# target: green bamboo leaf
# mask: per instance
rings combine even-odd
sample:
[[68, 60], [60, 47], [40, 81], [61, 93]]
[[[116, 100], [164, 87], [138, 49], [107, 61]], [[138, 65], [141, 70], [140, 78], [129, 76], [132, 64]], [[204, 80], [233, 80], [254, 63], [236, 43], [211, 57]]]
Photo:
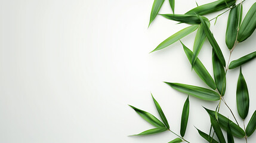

+ + +

#### Job
Write the lines of the entries above as a JSON list of strings, one string per line, with blank lines left out. Leave the pictures out of the list.

#### Exercise response
[
  "# target: green bamboo leaf",
  "# mask: per instance",
  "rings combine even-odd",
  "sample:",
  "[[68, 60], [60, 47], [40, 81], [61, 93]]",
  "[[[116, 100], [164, 87], [138, 49], [107, 61]], [[138, 65], [141, 70], [140, 78], [129, 76], [132, 64]], [[204, 80], [233, 80], [254, 63], [236, 43], [211, 57]]]",
  "Photo:"
]